**Work instructions:**
Copy the lines below word for word, leaving nothing out and changing nothing.

**Task input:**
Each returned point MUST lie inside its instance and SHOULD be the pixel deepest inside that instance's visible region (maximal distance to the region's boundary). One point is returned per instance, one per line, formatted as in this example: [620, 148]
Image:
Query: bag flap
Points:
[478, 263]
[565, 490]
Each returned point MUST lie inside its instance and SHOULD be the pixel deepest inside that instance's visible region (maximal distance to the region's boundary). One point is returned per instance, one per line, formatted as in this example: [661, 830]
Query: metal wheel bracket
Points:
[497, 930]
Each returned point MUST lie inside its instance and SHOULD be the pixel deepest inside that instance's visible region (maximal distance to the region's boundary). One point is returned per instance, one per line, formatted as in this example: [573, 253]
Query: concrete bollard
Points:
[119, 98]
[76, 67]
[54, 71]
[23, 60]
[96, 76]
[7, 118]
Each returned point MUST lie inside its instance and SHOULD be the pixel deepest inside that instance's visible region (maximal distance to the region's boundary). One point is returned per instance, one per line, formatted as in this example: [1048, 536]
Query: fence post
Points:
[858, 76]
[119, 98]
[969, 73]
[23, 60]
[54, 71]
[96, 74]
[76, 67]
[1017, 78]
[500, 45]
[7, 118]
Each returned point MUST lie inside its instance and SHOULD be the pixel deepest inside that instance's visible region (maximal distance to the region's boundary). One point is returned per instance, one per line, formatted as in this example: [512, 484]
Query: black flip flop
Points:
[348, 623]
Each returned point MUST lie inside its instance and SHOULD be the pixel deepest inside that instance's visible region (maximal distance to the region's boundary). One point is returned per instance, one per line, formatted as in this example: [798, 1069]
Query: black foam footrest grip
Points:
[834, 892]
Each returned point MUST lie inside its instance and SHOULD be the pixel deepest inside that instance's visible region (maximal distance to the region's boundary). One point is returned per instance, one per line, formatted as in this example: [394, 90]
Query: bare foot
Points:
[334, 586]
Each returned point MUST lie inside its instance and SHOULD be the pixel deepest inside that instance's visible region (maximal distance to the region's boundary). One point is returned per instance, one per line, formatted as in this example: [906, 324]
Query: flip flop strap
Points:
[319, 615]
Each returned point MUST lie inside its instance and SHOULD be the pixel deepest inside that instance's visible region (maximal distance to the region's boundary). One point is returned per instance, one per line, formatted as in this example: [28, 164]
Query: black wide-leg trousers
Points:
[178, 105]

**The result:**
Each returned point MUST lie inside its instance and SHOULD be the pixel deepest inside that instance's visible region (maximal distance to the region's boundary). One point is returned per instance, one per line, formatted as in this example: [620, 148]
Image:
Query: bag flap
Points:
[478, 263]
[565, 490]
Each returned point MUST lie inside its instance and SHOULD be the pixel deepest inside that instance's visible region (maximal distance to the region's boundary). One point is returned per instance, one per line, formatted as in this example: [661, 830]
Query: metal wheel bracket
Points:
[497, 930]
Each returned point MUST lie inside its instance and SHOULD be the pixel deepest inside that instance's visible region (maximal distance to the region's boundary). One point is returned per instance, one per line, formatted as in this example: [573, 253]
Query: concrete bollard
Points:
[119, 98]
[76, 67]
[54, 71]
[23, 60]
[96, 76]
[7, 118]
Each returned point MUST lie inside its instance and SHOULD be the pixel deepest inside that instance's visible region (maximal distance to the region's boundary). One point is returned per instance, one per line, formatted as in this example: [1048, 536]
Query: fence post
Points:
[858, 76]
[119, 98]
[969, 73]
[23, 60]
[54, 71]
[96, 74]
[76, 67]
[1017, 78]
[500, 45]
[7, 118]
Each returned point MUST lie inside its instance and SHOULD be the pixel deepest inside that instance's visible region (maximal distance to the region's boundary). One point is returned per instance, one per line, formatted as in this example: [512, 484]
Query: black flip flop
Points:
[348, 623]
Each returned point MUST lie inside its instance and SHOULD be the pixel deepest inside that instance's visible region (maximal distance to the region's boundary). One point is returned per instance, one per line, formatted as in this example: [798, 1069]
Query: black foam footrest grip
Points:
[834, 892]
Each returned point MUST lie inside its instance and SHOULD be the pixel deepest inside that instance's visible region (maximal distance to the region's boundary). One point is returned per instance, one per line, formatted as in this example: [394, 90]
Query: bare foot
Points:
[334, 586]
Each returned point MUST lie inside its instance and SHOULD be the pixel deepest inside that instance's visible region (maximal distance to the region's boundary). One point is returned per instance, one per line, formatted as in this example: [906, 324]
Query: flip flop strap
Points:
[319, 615]
Each returned point MUST lie inside its instance and SHOULD be the pixel deepest inside that instance's visible region (maximal distance to the region's boundary). One point is returned per instance, one per line, formatted as in this example: [28, 164]
Query: black wide-leg trousers
Points:
[178, 105]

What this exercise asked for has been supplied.